**Exercise instructions:**
Return everything in the records from the line containing "The query is: butterfly antenna" down to the line containing "left=575, top=206, right=648, bottom=293", both lines included, reproducing each line without changes.

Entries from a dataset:
---*---

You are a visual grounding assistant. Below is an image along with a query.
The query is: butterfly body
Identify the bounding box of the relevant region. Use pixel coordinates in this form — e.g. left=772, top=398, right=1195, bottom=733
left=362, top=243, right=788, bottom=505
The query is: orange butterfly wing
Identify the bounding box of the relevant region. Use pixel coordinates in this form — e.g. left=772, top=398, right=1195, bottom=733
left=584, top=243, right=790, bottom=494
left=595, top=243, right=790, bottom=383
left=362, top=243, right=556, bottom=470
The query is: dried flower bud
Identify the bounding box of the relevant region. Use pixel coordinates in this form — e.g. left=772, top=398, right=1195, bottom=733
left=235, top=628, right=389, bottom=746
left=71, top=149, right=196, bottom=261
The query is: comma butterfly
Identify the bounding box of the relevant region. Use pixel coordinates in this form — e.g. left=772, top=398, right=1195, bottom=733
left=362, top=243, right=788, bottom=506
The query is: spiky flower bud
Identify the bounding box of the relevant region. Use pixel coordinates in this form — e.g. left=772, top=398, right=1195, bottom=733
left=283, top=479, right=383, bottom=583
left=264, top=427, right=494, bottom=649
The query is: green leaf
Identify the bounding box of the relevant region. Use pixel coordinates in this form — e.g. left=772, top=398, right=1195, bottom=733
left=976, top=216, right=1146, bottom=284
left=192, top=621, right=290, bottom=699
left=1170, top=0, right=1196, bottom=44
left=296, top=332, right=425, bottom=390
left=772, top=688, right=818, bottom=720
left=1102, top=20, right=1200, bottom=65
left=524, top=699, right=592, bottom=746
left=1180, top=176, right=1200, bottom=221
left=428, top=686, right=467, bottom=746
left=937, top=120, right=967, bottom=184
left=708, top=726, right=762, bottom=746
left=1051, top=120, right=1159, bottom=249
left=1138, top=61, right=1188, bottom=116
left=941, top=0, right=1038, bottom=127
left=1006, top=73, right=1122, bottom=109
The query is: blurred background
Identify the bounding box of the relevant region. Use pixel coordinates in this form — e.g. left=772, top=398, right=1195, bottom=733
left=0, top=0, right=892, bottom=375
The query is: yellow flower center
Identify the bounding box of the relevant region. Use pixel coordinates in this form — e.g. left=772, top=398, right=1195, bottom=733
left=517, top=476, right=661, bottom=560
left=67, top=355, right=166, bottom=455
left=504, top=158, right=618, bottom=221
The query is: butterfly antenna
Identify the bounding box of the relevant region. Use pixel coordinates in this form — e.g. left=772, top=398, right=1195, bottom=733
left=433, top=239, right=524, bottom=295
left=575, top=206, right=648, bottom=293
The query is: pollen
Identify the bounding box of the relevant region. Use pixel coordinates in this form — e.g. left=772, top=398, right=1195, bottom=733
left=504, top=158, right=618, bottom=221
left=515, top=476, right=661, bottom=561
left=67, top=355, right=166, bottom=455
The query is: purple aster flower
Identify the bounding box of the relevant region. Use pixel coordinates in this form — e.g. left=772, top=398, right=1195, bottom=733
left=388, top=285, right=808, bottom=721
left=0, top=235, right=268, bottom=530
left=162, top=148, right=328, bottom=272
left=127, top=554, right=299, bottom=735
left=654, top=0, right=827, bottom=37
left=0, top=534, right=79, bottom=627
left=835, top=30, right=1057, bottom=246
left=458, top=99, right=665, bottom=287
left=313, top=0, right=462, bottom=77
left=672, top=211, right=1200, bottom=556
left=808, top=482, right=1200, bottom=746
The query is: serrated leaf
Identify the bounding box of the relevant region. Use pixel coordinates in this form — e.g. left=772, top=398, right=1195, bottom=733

---*---

**Reply:**
The query is: butterfly antenna
Identify the bounding box of the relevant region. Use pixel coordinates in this form — e.g. left=772, top=398, right=1195, bottom=733
left=433, top=239, right=524, bottom=295
left=575, top=206, right=648, bottom=293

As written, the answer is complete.